Work to complete ▸
[a] Do these statements agree with the nextafter post below? Answer yes or no for each, quoting the words of the post that decide it. (i) The author found that gcc can optimize over nextafter. (ii) The loop may run too long because n can be very large. (iii) The author says the bit-hacking solution is guaranteed to work as intended.
[b] Extend the nextafter post below, starting right after its final line.

Extract to read ▸
▼

Floating-point bit hacking: iterated nextafter() without loop?

D

Daniel Vallstrom

I am having trouble with floating point addition because of the limited
accuracy of floating types. Consider e.g. x0 += f(n) where x0 and f are
of some floating type. Sometimes x0 is much larger than f(n) so that
x0 + f(n) == x0. For example, x0 could be 2**300*(1.1234...) while f(n)
is 2**100*(1.4256...). If x0 + f(n) == x0 I still sometimes want the
addition of f(n) to x0 to have some effect on x0. A good solution seems
to be to update x0 to the nth value greater than x0. Something
equivalent to this:

for ( ; n != 0; n-- )
{
x0 = nextafter( x0, DBL_MAX );
}

The problem with the above loop is that it may take too long because n
could be quite large. Moreover, very many such loops would be executed.

Disappointedly gcc doesn't seem to be able to optimize over nextafter
at all.

However, with only some modest bit hacking and without assuming much
about the floating point implementation it is possible to calculate
the nth greater value fast. At the end of this post is a program
showing such a solution. Of course it is not guaranteed to work as
intended but is there any non-odd platform where it will fail? If
there are any places where the solution could fail, what would the
consequences be? Is there a better solution to the problem than the
one below?


Daniel Vallstrom



// Tests consecutive nextafter calls and a way to compute the same thing fast
// without iterated nextafter calls.
// Daniel Vallstrom, 041014.
// Compile with e.g: gcc -std=c99 -pedantic -Wall -O3 -lm nextafterNTest.c

/* The program should print something like:
n: 0x1000000 (16777216)
x0: 0x1.001p+8
xn: n nextafter( x0, DBL_MAX ) iterations: 0x1.0010001p+8
The xn loop took 0.8 cpu seconds.

▲

Region annotation entries ▸
▼

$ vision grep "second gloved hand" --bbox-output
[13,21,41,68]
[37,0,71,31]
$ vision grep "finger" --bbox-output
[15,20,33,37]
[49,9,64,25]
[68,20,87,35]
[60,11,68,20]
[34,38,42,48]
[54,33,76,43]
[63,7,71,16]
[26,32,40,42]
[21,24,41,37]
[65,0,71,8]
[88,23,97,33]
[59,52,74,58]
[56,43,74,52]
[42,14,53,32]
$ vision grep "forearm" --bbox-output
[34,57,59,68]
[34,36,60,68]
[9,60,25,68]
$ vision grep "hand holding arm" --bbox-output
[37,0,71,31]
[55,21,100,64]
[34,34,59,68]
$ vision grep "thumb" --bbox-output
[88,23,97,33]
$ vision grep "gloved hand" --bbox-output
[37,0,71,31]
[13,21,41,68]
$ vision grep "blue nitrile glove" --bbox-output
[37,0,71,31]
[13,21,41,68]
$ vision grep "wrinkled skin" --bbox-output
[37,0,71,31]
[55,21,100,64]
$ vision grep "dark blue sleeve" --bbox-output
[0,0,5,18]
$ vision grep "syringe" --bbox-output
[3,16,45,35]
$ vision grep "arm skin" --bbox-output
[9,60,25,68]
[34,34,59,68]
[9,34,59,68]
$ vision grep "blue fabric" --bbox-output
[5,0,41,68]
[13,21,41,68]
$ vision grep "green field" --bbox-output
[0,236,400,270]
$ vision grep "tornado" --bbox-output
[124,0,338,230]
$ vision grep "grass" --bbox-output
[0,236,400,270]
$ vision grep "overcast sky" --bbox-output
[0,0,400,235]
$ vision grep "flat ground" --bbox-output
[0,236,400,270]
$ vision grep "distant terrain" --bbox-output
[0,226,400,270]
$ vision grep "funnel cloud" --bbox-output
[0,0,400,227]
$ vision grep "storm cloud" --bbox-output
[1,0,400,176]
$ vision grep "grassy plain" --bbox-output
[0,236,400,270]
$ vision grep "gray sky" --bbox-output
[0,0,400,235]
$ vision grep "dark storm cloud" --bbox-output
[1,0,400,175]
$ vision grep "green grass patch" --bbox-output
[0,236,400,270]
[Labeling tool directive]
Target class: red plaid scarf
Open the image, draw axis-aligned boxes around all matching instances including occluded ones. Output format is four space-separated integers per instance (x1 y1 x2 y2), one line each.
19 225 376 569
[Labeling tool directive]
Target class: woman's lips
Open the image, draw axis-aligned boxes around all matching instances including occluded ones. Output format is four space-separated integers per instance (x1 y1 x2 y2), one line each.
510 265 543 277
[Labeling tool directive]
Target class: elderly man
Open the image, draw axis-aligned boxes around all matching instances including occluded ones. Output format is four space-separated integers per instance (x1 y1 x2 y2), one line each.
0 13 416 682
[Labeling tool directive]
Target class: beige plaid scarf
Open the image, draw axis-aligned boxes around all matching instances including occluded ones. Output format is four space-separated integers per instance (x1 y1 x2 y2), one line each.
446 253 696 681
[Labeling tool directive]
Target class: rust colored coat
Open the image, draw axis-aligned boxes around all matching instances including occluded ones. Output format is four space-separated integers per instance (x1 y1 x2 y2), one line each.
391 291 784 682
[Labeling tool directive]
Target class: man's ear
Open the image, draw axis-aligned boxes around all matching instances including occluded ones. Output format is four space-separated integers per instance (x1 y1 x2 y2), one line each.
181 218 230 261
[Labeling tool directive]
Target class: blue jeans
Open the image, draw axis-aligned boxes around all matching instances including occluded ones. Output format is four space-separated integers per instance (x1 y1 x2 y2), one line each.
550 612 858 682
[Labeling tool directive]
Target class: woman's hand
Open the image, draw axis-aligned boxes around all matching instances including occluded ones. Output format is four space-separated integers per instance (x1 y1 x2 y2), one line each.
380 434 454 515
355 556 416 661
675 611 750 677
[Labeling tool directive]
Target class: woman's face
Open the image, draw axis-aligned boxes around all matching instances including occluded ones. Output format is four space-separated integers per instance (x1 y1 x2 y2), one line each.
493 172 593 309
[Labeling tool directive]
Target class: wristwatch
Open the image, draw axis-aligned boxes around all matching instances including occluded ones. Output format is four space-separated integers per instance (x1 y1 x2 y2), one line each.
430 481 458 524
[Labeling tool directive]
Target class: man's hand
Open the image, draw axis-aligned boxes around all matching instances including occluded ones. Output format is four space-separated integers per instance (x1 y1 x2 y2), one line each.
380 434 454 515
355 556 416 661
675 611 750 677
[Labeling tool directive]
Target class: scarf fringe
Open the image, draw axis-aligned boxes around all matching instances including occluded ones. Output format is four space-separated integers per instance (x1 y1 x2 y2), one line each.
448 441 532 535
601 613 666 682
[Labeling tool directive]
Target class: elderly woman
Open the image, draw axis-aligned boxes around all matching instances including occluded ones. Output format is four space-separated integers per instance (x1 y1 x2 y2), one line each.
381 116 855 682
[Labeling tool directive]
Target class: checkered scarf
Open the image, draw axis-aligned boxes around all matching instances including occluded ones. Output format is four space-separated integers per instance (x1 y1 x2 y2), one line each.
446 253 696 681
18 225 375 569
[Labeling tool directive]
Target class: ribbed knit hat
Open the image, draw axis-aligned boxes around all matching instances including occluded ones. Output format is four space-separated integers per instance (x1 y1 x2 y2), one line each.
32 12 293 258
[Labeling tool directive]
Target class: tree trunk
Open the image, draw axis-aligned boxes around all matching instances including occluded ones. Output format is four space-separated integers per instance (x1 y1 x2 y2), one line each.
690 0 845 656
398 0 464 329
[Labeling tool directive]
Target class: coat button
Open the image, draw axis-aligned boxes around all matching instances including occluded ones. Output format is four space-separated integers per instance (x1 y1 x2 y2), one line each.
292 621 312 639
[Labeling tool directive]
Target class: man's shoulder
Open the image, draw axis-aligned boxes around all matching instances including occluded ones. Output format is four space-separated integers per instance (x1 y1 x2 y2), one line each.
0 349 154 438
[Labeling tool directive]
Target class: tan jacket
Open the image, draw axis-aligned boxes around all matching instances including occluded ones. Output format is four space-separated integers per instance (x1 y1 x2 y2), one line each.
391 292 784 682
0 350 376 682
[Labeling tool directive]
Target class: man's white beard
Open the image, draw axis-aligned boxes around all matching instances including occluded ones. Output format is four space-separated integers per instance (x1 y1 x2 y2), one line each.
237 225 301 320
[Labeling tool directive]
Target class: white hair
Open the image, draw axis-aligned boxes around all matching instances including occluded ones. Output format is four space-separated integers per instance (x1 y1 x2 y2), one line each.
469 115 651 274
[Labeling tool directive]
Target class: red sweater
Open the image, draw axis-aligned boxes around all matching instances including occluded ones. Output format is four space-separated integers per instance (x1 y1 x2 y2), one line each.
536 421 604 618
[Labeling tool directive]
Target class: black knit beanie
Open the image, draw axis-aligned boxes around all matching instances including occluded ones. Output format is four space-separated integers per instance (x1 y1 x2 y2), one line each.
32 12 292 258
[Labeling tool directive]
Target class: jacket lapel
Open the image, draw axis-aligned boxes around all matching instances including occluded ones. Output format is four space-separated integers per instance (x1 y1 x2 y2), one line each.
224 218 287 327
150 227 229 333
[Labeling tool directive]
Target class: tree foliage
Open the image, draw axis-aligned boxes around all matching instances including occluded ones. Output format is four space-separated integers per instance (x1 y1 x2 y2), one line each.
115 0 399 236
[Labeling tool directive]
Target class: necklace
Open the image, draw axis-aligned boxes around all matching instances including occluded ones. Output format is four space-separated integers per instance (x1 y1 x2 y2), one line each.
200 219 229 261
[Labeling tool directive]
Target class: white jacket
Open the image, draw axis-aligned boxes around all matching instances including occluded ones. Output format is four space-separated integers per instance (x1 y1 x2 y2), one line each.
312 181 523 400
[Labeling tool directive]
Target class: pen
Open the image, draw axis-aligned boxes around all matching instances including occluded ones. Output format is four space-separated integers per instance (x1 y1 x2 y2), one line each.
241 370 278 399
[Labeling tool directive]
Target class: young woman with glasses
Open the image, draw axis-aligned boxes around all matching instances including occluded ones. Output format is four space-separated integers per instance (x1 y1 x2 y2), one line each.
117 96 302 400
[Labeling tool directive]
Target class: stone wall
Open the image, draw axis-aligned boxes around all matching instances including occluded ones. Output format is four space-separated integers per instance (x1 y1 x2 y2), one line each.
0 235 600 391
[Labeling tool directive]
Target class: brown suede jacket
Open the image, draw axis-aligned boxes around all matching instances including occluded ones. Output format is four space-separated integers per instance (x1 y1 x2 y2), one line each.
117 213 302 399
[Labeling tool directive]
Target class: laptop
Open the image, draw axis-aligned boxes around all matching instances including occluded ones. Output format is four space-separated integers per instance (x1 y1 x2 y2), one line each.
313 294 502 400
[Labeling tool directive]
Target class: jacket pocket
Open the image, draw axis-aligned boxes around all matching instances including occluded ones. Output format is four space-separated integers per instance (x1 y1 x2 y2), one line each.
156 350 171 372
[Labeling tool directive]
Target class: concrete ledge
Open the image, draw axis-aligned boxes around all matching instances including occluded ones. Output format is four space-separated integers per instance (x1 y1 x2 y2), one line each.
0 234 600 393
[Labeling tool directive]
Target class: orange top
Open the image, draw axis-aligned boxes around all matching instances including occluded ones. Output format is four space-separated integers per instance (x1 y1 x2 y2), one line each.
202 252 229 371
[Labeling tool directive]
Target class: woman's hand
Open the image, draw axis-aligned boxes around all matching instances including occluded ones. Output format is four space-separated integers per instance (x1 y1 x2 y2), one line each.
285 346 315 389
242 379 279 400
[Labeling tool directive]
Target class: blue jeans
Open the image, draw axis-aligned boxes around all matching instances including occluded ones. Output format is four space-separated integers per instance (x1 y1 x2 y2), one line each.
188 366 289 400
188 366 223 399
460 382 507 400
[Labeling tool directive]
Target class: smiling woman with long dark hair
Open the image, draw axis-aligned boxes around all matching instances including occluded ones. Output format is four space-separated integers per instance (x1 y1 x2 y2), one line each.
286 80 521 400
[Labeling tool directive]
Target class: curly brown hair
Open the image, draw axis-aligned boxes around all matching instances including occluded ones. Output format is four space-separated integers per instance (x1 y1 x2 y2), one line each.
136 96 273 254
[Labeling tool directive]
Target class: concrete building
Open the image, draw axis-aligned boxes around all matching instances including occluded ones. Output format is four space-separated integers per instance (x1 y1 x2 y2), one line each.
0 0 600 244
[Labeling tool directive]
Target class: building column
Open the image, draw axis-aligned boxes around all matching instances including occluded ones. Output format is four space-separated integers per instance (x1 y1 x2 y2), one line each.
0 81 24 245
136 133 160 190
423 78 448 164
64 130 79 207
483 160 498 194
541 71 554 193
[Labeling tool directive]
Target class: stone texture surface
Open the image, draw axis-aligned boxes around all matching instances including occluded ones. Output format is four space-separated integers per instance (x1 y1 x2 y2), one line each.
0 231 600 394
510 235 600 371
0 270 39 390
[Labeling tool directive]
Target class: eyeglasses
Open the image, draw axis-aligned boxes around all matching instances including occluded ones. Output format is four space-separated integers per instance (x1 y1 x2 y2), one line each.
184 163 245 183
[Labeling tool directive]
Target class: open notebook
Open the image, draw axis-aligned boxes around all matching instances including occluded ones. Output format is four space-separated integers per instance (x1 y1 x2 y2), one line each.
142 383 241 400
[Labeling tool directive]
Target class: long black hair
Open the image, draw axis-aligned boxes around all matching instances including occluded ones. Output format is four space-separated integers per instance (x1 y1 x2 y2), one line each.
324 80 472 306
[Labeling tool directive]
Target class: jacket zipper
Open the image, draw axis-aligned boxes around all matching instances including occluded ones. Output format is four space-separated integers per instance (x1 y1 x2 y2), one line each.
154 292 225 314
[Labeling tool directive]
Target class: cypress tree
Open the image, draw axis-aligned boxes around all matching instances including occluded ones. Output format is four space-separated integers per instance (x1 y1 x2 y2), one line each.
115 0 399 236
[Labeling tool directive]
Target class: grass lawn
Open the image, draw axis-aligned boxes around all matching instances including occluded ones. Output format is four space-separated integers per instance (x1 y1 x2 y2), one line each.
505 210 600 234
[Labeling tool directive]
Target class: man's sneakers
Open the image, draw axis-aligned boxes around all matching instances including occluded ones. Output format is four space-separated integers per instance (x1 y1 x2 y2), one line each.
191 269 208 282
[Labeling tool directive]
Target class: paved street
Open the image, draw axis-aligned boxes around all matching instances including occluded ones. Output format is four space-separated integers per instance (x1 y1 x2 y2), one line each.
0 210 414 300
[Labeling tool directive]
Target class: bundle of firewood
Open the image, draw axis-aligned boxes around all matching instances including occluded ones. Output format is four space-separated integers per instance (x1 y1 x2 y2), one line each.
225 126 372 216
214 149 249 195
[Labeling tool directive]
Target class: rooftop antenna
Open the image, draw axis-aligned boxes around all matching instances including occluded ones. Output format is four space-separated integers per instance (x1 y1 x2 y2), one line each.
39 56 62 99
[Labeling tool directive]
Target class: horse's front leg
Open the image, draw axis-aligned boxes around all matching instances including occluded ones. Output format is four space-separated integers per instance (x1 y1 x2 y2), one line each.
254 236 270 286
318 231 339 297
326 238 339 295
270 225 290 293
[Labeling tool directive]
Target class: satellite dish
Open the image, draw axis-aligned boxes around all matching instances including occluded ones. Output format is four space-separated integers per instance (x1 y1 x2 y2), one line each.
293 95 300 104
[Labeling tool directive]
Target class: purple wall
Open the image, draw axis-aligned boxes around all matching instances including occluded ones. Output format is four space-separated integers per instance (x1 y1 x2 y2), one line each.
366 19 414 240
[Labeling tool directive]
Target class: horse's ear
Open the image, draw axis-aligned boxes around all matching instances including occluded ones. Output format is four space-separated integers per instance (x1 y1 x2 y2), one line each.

▲

Answers for the exercise ▸
[a]
(i) No: "Disappointedly gcc doesn't seem to be able to optimize over nextafter at all."
(ii) Yes: "it may take too long because n could be quite large."
(iii) No: "Of course it is not guaranteed to work as intended"

[b]
m: n * nextafter( 0.0, DBL_MAX ): 0x0.0000001p-1022
e: exp2( floor( log2( x0 ) ) ): 0x1p+8
z: e | m: 0x1.0000001p+8
z1: z - e: 0x1p-20
z2: x0 + z1: 0x1.0010001p+8 (==xn)
u: n unrolled nextafter( x0, DBL_MAX ) iterations: 0x1.0010001p+8 (==xn)
The u loops took 0.7 cpu seconds.
*/

#include <stdio.h>
#include <float.h>
#include <math.h>
#include <assert.h>
#include <time.h>


#define nextafter2M( x, y ) (x) = nextafter((x),(y)); (x) = nextafter((x),(y))
#define nextafter4M( x, y ) nextafter2M( (x), (y) ); nextafter2M( (x), (y) )
#define nextafter8M( x, y ) nextafter4M( (x), (y) ); nextafter4M( (x), (y) )
#define nextafter16M( x, y ) nextafter8M( (x), (y) ); nextafter8M( (x), (y) )
#define nextafter32M( x, y ) nextafter16M( (x), (y) ); nextafter16M( (x), (y) )
#define nextafter64M( x, y ) nextafter32M( (x), (y) ); nextafter32M( (x), (y) )


int main( void )
{
clock_t clockAtLoopStart; // Used to time the start of loops.
clock_t clockAtLoopEnd; // Used to time the end of loops.

// The number of nextafter iterations to use.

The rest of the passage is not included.